A run of records:
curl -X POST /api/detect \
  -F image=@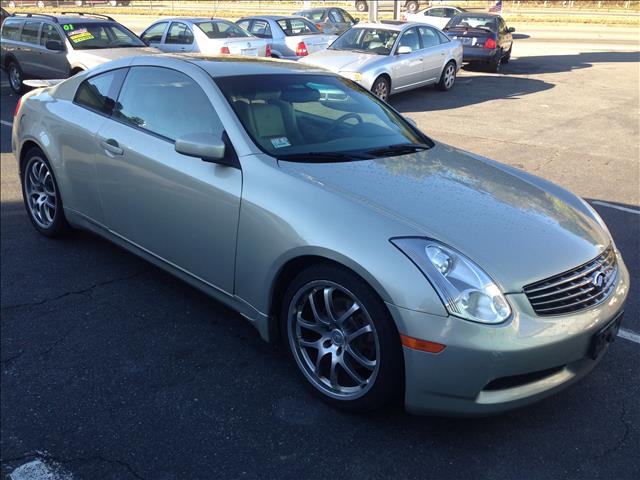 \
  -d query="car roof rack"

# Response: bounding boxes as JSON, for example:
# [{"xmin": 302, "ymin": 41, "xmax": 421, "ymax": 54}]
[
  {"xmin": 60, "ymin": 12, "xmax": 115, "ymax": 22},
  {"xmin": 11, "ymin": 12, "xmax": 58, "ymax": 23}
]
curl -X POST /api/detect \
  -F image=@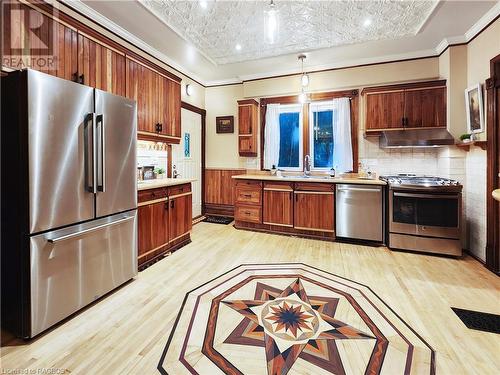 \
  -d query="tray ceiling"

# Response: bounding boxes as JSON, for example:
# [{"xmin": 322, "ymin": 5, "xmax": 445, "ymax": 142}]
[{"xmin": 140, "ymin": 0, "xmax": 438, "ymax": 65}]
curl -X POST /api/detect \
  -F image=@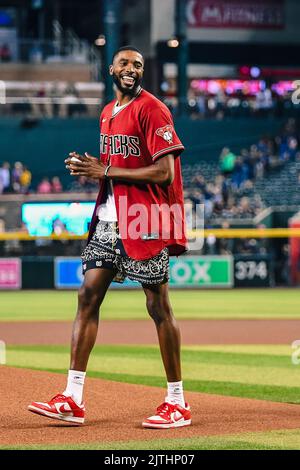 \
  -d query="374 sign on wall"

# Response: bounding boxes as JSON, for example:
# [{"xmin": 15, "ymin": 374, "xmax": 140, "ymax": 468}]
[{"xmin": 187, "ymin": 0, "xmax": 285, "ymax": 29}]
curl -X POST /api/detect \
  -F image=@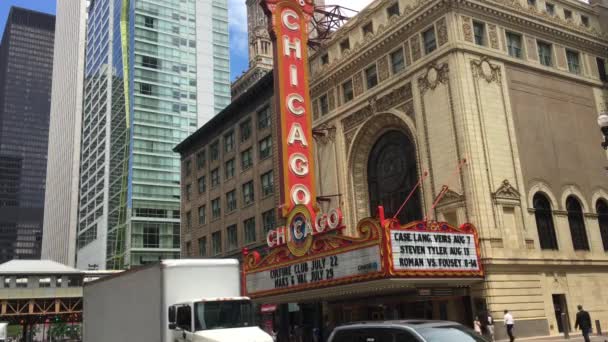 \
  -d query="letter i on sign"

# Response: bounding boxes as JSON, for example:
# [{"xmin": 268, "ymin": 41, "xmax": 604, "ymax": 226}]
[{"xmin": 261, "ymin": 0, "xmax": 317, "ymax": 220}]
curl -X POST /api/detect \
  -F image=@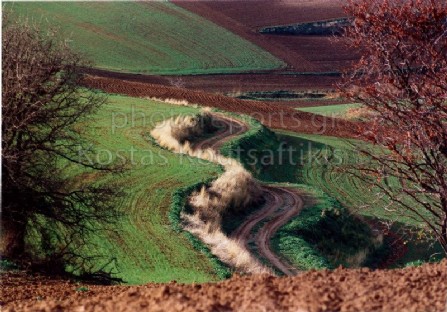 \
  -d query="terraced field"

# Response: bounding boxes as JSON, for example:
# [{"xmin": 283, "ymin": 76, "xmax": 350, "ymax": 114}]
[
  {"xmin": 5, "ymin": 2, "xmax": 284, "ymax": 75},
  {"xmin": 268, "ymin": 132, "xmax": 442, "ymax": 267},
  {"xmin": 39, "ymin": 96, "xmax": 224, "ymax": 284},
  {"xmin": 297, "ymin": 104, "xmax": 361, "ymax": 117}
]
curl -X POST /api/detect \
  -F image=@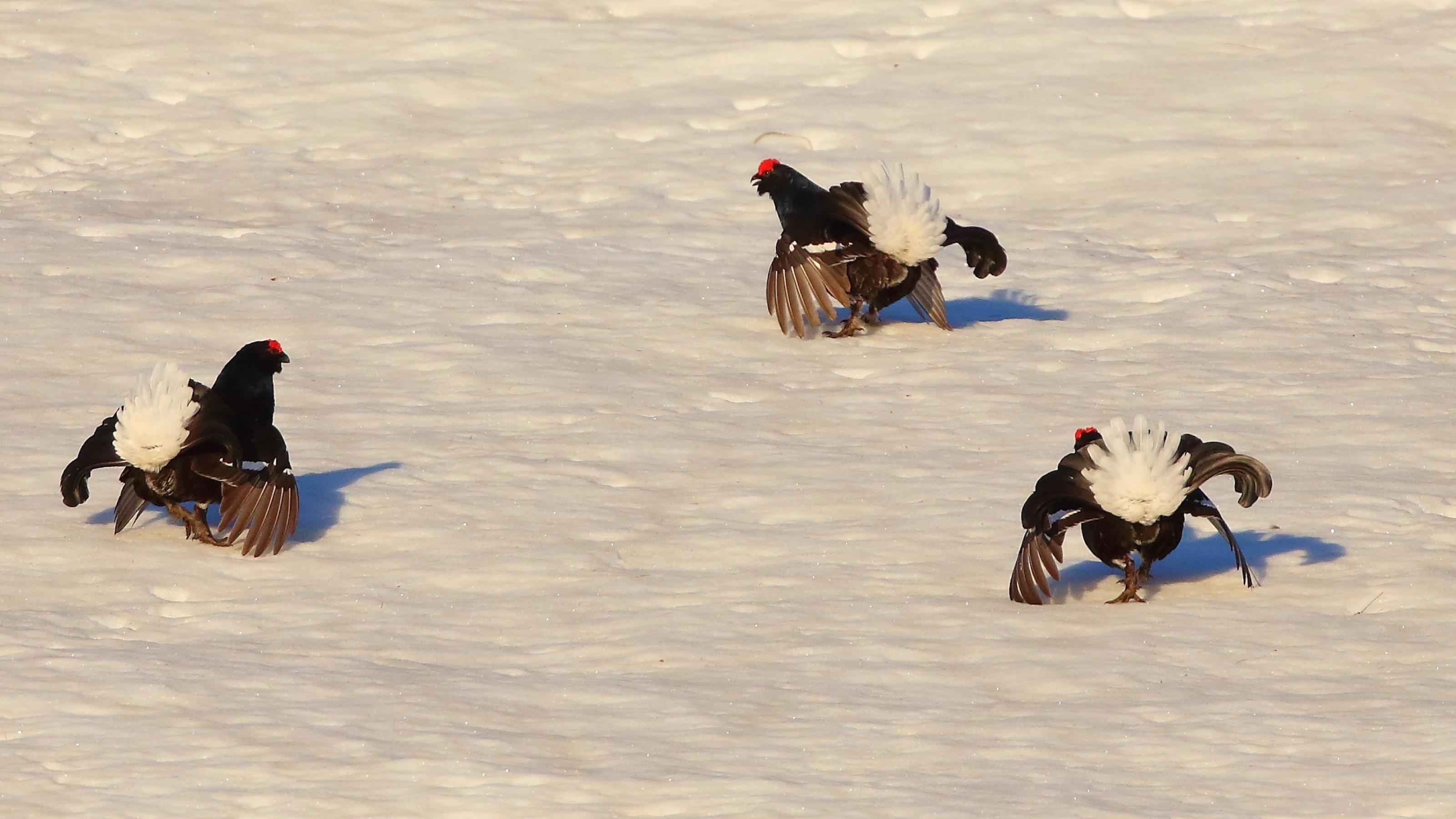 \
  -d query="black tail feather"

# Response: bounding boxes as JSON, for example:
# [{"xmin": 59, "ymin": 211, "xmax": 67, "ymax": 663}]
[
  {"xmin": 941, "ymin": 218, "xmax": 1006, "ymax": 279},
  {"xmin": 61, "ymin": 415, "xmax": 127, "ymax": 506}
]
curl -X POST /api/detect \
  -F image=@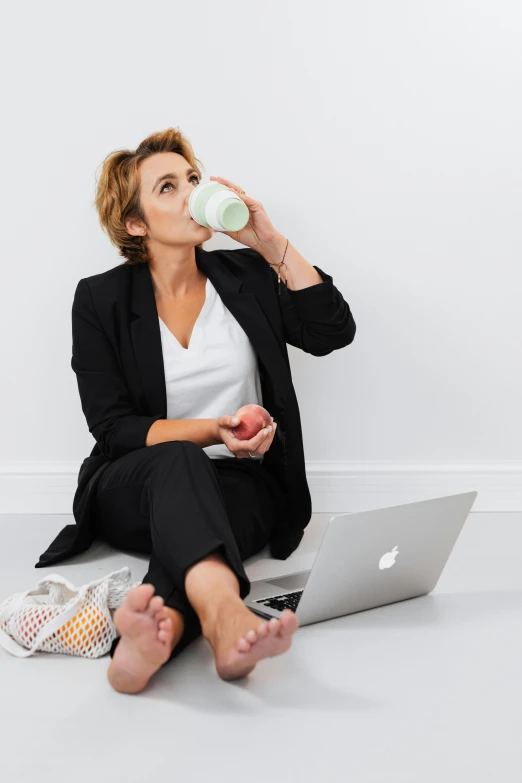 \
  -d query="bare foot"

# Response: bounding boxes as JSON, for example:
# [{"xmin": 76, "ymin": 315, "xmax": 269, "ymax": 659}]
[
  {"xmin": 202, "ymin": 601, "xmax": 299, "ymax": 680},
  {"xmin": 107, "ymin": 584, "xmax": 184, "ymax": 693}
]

- **Written instruction**:
Count the lines in the records above that contain the string "query", treating uppercase and lowercase as different, and reply with the number alone.

- **Output for this task**:
7